Task prompt:
Reproduce verbatim every line from the one containing "the wooden electricity" through the final line.
start Provided information
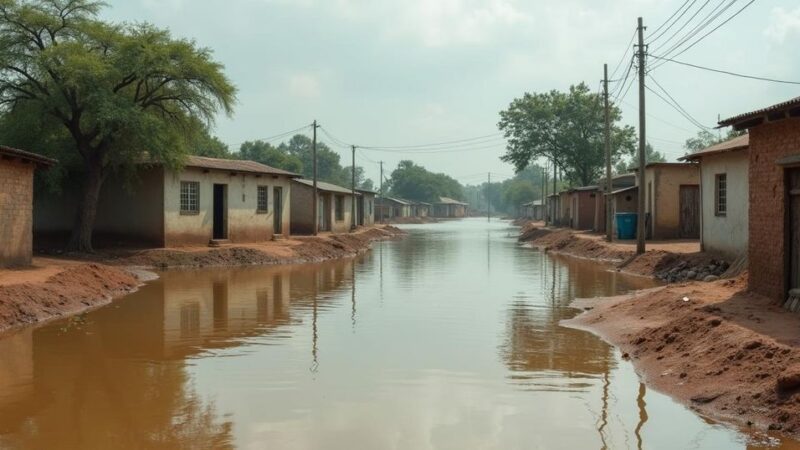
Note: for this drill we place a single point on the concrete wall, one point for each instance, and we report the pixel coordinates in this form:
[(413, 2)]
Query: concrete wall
[(244, 222), (16, 213), (726, 234), (767, 244), (663, 201)]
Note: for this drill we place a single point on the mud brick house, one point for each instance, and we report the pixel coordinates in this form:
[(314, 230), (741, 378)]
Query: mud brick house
[(209, 200), (774, 210), (584, 203), (365, 207), (724, 188), (448, 207), (618, 182), (334, 207), (390, 207), (672, 200), (16, 204)]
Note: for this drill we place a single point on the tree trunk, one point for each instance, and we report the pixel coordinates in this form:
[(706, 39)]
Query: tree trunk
[(81, 239)]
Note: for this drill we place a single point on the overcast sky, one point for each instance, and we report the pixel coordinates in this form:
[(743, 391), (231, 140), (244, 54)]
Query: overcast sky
[(408, 72)]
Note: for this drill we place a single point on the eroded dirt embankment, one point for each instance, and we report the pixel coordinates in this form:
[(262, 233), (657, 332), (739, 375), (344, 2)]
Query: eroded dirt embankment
[(663, 263), (71, 291), (726, 353)]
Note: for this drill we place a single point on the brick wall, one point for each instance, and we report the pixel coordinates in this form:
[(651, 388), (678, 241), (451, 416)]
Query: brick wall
[(767, 244), (16, 213)]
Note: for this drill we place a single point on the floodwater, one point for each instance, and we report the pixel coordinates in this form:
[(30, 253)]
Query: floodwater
[(449, 339)]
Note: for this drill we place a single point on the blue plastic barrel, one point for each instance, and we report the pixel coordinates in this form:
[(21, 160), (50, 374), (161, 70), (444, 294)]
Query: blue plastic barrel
[(626, 225)]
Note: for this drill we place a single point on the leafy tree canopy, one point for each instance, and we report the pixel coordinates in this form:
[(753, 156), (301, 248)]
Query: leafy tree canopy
[(414, 182), (564, 127), (114, 91)]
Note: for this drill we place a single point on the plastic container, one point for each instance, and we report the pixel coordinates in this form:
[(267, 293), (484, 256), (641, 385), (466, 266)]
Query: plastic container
[(626, 225)]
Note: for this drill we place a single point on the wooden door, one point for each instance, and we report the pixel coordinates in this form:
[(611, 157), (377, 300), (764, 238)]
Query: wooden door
[(690, 211), (793, 176)]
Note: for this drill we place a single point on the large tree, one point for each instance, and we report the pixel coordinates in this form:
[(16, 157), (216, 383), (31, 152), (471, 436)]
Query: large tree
[(566, 128), (121, 93)]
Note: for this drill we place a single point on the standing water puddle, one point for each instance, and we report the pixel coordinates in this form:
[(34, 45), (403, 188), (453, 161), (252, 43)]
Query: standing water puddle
[(448, 339)]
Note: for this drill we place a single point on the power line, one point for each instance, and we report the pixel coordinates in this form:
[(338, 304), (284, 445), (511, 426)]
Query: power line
[(675, 105), (752, 77)]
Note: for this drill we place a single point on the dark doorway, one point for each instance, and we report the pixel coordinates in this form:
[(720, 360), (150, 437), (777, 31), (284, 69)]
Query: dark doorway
[(220, 211), (690, 211), (277, 213)]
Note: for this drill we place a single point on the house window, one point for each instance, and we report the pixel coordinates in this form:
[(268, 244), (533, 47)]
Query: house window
[(721, 189), (190, 197), (262, 200), (339, 207)]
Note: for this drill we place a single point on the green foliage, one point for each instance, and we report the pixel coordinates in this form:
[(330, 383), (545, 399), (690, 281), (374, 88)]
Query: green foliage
[(705, 139), (265, 153), (414, 182), (121, 92), (564, 127)]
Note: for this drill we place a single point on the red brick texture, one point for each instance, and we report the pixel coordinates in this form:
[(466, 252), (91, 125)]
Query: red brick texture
[(767, 247)]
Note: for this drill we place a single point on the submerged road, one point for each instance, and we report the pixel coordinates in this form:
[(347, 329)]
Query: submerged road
[(448, 339)]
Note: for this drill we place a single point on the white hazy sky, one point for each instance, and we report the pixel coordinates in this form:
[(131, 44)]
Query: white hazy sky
[(406, 72)]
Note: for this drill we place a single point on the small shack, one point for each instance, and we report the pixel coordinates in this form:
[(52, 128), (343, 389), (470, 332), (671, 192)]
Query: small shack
[(774, 209), (447, 207), (209, 200), (16, 204), (365, 207), (334, 207), (672, 200), (389, 208), (723, 177)]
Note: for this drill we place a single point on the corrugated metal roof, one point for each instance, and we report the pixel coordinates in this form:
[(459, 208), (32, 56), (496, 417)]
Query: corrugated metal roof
[(759, 112), (33, 157), (738, 143), (450, 201), (323, 186), (234, 165)]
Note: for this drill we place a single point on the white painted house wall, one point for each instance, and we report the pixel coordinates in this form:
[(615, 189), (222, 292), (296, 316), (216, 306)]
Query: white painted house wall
[(725, 234)]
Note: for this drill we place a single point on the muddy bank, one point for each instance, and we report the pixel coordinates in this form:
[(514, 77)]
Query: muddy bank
[(297, 250), (71, 291), (664, 263), (726, 353)]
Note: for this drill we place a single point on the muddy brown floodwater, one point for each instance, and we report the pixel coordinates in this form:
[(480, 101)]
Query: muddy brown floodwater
[(448, 339)]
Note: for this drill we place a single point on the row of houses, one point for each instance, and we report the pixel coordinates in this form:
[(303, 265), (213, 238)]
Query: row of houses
[(740, 198), (389, 208), (209, 200)]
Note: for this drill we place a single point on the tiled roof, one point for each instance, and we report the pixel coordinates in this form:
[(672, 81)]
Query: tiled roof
[(789, 104), (738, 143), (33, 157), (327, 187), (234, 165)]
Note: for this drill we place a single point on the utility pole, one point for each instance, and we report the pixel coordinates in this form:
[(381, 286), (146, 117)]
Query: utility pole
[(609, 184), (383, 202), (353, 206), (488, 200), (315, 211), (640, 232)]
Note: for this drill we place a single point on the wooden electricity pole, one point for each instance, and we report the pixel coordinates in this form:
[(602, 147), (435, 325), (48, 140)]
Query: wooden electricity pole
[(315, 212), (609, 185), (353, 208), (640, 232)]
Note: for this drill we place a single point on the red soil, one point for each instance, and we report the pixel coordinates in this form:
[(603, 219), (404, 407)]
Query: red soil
[(726, 353)]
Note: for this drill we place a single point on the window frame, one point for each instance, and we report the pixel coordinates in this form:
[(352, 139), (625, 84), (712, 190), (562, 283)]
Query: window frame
[(186, 208), (259, 190), (721, 201)]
end Provided information
Response to this task:
Note: for this drill we place a single point on the wooden electricity pole, one point for each instance, and we report the pixel coordinates in this form:
[(602, 147), (435, 325), (48, 140)]
Query: wooden electricity pole
[(315, 212), (609, 185), (353, 208), (640, 232)]
Note: for this drill we place a single point on the red soil, one point for each instance, and we report the pixel coordinates in this form:
[(603, 219), (404, 407)]
Query: red soil
[(726, 353)]
Note: for this drill we place a single point on the window frame, one point for each instance, and we report the pixel coordinates in this form:
[(352, 139), (625, 84), (712, 190), (562, 283)]
Query: window frame
[(186, 208), (259, 190), (721, 201)]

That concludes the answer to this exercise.